→ Ejercicio propuesto A
Según el texto sobre la economía brasileña, ¿a qué porcentaje ha caído el nivel de aprobación de la gestión de Dilma Rousseff?

→ Texto extraído

■ ■ ■ ■

El PIB de Brasil creció a un promedio anual de casi 5% entre el 2005 y el 2010, generando un incremento importante en los niveles de empleo y la incorporación de millones de personas a la clase media. Sin embargo, a partir de la segunda mitad del 2011, la economía brasileña se ha desacelerado de manera constante hasta entrar en recesión en el 2014. Esta recesión se ha profundizado en el 2015 y amenaza con extenderse al 2016.

La situación ha sido acompañada de un repunte en la inflación que al día de hoy ronda 10%, creando un fenómeno de estanflación no visto desde principios de los 90 y que ha erosionado buena parte del avance de la clase media durante el lustro anterior. La crisis económica está adquiriendo tintes políticos, ya que el nivel de aprobación de la gestión de Dilma Rousseff ha caído a 8 por ciento. Además, Brasil enfrenta una crisis de finanzas públicas que le acaba de costar un recorte en su calificación de riesgo crediticio por parte de la calificadora S&P.

La pregunta obligada es: ¿qué le pasó al milagro de crecimiento brasileño? Claramente uno de los factores de mayor impacto ha sido el desplome en los precios de las materias primas, pues Brasil es un exportador neto de metales industriales, petróleo y alimentos. Sin embargo, para muchos expertos, como Persio Arida, presidente del Consejo de Administración de Gestión de Activos de BTG Pactual y ex gobernador del Banco Central de Brasil, la problemática actual es principalmente consecuencia de una serie de decisiones desafortunadas de política económica que habían sido encubiertas por el velo del superciclo de materias primas.

Embelesados por el sueño de un Brasil pujante, gracias al boom de las materias primas, los gobiernos del Partido del Trabajo se olvidaron de las reformas estructurales, promovieron una economía cerrada sin acuerdos comerciales importantes, despilfarraron recursos públicos privilegiando el gasto sobre la inversión en infraestructura e introdujeron distorsiones en los precios relativos de sectores claves como el laboral y financiero.

Para los expertos, una de las decisiones más dañinas fue la de indizar el salario mínimo a una fórmula basada en inflación y crecimiento del PIB. Esto provocó un incremento en los salarios desligado de la productividad y una distorsión a través de toda la estructura salarial del país y en los precios de bienes y servicios administrados que están indizados al salario mínimo. Esta situación se combinó con una fuerte apreciación del real brasileño lo cual provocó una pérdida de competitividad a nivel internacional.

■ ■ ■ ■

→ Filas para procesar
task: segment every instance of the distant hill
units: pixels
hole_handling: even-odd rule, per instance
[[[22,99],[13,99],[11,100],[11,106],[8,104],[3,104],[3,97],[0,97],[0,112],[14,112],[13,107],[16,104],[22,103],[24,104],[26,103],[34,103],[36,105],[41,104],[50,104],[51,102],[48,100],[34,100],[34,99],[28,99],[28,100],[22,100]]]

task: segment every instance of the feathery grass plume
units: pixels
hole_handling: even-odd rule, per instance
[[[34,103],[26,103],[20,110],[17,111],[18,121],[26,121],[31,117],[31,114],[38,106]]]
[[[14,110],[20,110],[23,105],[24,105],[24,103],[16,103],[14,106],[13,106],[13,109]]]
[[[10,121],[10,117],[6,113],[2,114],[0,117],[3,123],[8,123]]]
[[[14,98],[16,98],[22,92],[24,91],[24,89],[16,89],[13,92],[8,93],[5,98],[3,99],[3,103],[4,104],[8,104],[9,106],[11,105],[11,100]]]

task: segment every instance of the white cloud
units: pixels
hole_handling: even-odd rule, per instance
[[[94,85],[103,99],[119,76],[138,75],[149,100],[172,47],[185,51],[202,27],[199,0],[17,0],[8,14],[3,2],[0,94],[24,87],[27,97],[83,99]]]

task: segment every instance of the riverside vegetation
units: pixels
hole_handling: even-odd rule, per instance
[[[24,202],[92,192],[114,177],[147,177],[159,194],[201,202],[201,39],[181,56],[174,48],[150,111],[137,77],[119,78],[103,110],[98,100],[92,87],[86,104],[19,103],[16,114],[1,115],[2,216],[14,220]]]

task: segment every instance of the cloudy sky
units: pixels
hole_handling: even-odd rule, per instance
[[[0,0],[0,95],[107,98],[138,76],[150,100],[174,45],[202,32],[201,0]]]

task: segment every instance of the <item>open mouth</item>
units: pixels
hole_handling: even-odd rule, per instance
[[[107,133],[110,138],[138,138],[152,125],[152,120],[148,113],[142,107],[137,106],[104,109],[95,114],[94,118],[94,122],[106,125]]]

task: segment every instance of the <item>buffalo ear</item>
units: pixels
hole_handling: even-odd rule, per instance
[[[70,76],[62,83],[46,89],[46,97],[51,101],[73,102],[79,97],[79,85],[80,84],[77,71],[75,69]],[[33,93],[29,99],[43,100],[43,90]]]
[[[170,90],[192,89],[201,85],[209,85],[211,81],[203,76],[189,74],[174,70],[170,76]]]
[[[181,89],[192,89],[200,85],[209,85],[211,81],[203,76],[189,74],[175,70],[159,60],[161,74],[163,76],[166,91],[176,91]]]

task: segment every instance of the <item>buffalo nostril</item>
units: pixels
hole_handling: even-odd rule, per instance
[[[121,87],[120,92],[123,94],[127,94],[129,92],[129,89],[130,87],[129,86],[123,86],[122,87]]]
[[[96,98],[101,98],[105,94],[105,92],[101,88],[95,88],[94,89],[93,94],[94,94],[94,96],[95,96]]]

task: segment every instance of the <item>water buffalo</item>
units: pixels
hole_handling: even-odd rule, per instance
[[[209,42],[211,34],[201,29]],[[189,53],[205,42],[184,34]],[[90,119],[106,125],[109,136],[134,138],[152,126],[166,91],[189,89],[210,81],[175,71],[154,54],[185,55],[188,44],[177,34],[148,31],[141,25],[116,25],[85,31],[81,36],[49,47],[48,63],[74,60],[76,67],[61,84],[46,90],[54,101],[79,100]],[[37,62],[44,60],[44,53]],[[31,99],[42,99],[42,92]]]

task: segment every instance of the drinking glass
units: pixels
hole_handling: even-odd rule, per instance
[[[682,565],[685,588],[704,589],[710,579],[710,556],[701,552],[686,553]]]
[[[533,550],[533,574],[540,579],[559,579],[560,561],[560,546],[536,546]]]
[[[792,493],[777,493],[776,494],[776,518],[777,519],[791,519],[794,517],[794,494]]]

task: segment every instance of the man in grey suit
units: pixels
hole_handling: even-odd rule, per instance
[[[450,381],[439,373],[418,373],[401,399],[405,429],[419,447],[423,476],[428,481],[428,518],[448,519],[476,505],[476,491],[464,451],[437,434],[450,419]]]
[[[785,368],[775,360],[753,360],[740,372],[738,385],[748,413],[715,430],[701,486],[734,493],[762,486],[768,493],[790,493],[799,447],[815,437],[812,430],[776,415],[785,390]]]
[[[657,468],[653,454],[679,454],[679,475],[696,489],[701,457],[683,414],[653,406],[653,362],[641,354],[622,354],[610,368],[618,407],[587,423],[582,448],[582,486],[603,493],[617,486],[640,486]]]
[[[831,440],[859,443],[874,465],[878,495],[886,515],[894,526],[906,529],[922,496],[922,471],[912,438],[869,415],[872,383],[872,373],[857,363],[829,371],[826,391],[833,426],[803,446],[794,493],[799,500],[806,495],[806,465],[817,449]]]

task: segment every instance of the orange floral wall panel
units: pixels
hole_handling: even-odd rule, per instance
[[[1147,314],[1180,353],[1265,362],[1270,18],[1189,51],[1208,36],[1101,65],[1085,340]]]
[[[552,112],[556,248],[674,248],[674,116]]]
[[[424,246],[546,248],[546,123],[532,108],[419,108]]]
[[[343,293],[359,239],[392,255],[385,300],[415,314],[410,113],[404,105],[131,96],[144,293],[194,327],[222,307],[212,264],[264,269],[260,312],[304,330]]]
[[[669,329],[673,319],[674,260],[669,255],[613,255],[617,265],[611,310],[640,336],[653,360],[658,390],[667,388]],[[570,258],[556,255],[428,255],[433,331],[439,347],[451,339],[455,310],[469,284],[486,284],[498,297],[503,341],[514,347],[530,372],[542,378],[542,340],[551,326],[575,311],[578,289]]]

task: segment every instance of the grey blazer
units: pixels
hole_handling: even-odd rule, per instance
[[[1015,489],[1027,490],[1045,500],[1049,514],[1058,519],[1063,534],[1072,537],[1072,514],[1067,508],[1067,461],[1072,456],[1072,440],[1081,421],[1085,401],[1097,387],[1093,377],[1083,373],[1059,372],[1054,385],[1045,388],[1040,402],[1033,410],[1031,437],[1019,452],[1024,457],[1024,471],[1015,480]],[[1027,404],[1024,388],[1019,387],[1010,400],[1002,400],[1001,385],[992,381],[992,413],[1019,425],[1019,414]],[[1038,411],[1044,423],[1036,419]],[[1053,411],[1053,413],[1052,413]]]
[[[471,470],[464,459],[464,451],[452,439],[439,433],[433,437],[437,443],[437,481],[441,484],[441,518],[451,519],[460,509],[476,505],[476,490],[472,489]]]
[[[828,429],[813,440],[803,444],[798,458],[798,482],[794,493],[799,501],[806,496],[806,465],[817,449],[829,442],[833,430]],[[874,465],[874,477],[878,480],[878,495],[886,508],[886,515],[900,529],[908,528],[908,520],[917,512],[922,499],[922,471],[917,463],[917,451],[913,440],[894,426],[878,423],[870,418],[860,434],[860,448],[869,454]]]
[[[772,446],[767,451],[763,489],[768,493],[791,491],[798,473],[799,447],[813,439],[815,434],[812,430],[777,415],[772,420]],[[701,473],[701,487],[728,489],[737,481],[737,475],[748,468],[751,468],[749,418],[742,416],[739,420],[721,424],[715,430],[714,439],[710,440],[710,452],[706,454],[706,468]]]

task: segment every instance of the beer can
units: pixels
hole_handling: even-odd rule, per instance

■ ■ ■ ■

→ Ejercicio propuesto B
Filtre las filas y transcriba cada línea que contenga la cadena "item".

→ Resultado del ejercicio A
A 8 por ciento.

→ Resultado del ejercicio B
task: segment every instance of the <item>open mouth</item>
task: segment every instance of the <item>buffalo ear</item>
task: segment every instance of the <item>buffalo nostril</item>
task: segment every instance of the <item>water buffalo</item>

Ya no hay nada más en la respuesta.